→ **YOUR ASSIGNMENT**
Repeat each entry in the data, exactly.

────────────────

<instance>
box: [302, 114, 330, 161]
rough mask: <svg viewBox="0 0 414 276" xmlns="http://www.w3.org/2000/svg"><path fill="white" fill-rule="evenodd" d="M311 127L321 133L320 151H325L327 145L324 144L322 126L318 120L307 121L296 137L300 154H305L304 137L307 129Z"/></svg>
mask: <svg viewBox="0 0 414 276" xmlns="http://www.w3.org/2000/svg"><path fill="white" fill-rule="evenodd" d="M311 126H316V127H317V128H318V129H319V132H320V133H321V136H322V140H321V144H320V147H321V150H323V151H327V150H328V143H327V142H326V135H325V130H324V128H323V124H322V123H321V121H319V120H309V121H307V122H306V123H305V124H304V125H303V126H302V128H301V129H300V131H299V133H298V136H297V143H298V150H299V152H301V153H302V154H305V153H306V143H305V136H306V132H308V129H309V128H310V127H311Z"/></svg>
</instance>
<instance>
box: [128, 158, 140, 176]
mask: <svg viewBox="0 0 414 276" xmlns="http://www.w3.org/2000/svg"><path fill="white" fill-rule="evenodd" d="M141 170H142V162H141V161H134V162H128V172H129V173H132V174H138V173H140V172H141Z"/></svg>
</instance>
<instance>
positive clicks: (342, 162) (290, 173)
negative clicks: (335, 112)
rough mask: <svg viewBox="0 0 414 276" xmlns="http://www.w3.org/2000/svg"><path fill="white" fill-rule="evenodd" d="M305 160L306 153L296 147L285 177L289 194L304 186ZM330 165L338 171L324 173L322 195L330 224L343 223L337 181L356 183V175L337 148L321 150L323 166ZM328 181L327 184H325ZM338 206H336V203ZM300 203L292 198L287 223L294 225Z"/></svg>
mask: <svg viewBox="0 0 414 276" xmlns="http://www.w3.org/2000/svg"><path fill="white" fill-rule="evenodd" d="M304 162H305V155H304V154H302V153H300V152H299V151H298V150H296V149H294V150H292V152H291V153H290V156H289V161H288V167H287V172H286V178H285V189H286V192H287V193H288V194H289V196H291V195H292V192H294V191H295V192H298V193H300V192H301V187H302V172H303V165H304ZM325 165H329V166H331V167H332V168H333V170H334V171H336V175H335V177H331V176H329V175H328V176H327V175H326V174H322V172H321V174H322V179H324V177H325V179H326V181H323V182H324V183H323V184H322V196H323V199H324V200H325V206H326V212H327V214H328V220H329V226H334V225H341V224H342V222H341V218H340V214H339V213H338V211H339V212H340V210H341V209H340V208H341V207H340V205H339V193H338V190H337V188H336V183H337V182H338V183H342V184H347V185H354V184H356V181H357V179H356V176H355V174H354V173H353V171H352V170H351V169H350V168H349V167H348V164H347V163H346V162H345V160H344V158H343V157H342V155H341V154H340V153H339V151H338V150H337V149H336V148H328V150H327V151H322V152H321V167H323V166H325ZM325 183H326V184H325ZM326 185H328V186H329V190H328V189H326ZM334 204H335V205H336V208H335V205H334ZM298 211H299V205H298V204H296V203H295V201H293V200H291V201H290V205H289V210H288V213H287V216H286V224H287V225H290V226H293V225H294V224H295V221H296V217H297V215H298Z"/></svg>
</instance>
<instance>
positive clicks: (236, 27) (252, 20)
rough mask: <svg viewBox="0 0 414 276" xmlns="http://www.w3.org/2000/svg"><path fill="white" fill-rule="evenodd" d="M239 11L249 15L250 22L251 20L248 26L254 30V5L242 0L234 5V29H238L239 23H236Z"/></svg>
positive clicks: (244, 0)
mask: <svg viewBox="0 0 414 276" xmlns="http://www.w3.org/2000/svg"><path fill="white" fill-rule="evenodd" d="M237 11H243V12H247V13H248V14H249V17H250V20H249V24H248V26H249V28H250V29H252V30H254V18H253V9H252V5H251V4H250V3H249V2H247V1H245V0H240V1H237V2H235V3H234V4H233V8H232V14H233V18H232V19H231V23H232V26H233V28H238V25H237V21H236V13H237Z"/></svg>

────────────────

→ **SOLUTION TO THE EXERCISE**
<instance>
box: [302, 114, 330, 161]
rough mask: <svg viewBox="0 0 414 276" xmlns="http://www.w3.org/2000/svg"><path fill="white" fill-rule="evenodd" d="M311 127L321 133L320 151H325L327 145L324 144L322 126L318 120L307 121L296 137L300 154H305L304 137L307 129Z"/></svg>
mask: <svg viewBox="0 0 414 276" xmlns="http://www.w3.org/2000/svg"><path fill="white" fill-rule="evenodd" d="M311 126H316V127H317V128H318V129H319V132H320V133H321V136H322V140H321V144H320V147H321V150H323V151H327V150H328V143H327V142H326V135H325V130H324V128H323V124H322V123H321V121H319V120H309V121H307V122H306V123H305V124H304V125H303V126H302V128H301V129H300V131H299V133H298V136H297V143H298V150H299V152H301V153H302V154H305V153H306V143H305V136H306V132H308V129H309V128H310V127H311Z"/></svg>
</instance>
<instance>
box: [128, 158, 140, 176]
mask: <svg viewBox="0 0 414 276" xmlns="http://www.w3.org/2000/svg"><path fill="white" fill-rule="evenodd" d="M141 170H142V162H141V161H134V162H128V172H129V173H132V174H138V173H140V172H141Z"/></svg>
</instance>
<instance>
positive clicks: (342, 162) (290, 173)
negative clicks: (335, 112)
rough mask: <svg viewBox="0 0 414 276" xmlns="http://www.w3.org/2000/svg"><path fill="white" fill-rule="evenodd" d="M305 160L306 153L296 147L285 177L289 194L304 186ZM330 165L338 171L324 173L322 195L330 224L343 223L337 181L356 183V175L337 148L321 150L323 166ZM328 181L327 184H325ZM338 206H336V203ZM300 203L292 198L287 223L294 225Z"/></svg>
mask: <svg viewBox="0 0 414 276" xmlns="http://www.w3.org/2000/svg"><path fill="white" fill-rule="evenodd" d="M304 162H305V155H304V154H302V153H300V152H299V151H298V150H296V149H294V150H292V152H291V153H290V156H289V161H288V167H287V172H286V178H285V189H286V192H287V193H288V194H289V196H291V195H292V192H294V191H295V192H298V193H300V192H301V187H302V172H303V165H304ZM325 165H329V166H331V167H332V168H333V170H334V171H336V175H335V177H331V176H329V175H328V176H327V175H326V174H322V172H321V174H322V179H324V177H325V179H326V181H323V182H324V183H323V184H322V196H323V199H324V200H325V206H326V212H327V214H328V220H329V226H334V225H341V224H342V222H341V218H340V214H339V213H338V211H339V212H340V210H341V209H340V208H341V207H340V205H339V193H338V190H337V188H336V183H337V182H338V183H342V184H347V185H354V184H356V181H357V179H356V176H355V174H354V173H353V171H352V170H351V169H350V168H349V167H348V164H347V163H346V162H345V160H344V158H343V157H342V155H341V154H340V153H339V151H338V150H337V149H336V148H328V150H327V151H322V152H321V167H323V166H325ZM325 183H326V184H325ZM326 185H328V186H329V190H328V189H326ZM334 204H335V205H336V208H335V205H334ZM298 211H299V205H298V204H296V203H295V201H293V200H291V201H290V205H289V210H288V213H287V216H286V224H287V225H290V226H293V225H294V224H295V221H296V217H297V215H298Z"/></svg>
</instance>
<instance>
positive clicks: (236, 27) (252, 20)
rough mask: <svg viewBox="0 0 414 276" xmlns="http://www.w3.org/2000/svg"><path fill="white" fill-rule="evenodd" d="M239 11L249 15L250 22L251 20L248 26L254 30V5L242 0L234 5V29H238L239 23H236Z"/></svg>
positive clicks: (244, 0)
mask: <svg viewBox="0 0 414 276" xmlns="http://www.w3.org/2000/svg"><path fill="white" fill-rule="evenodd" d="M237 11H243V12H247V13H248V14H249V17H250V20H249V24H248V26H249V28H250V29H252V30H254V18H253V9H252V5H251V4H250V3H249V2H247V1H245V0H240V1H237V2H235V3H234V4H233V8H232V14H233V18H232V19H231V23H232V26H233V28H238V25H237V21H236V13H237Z"/></svg>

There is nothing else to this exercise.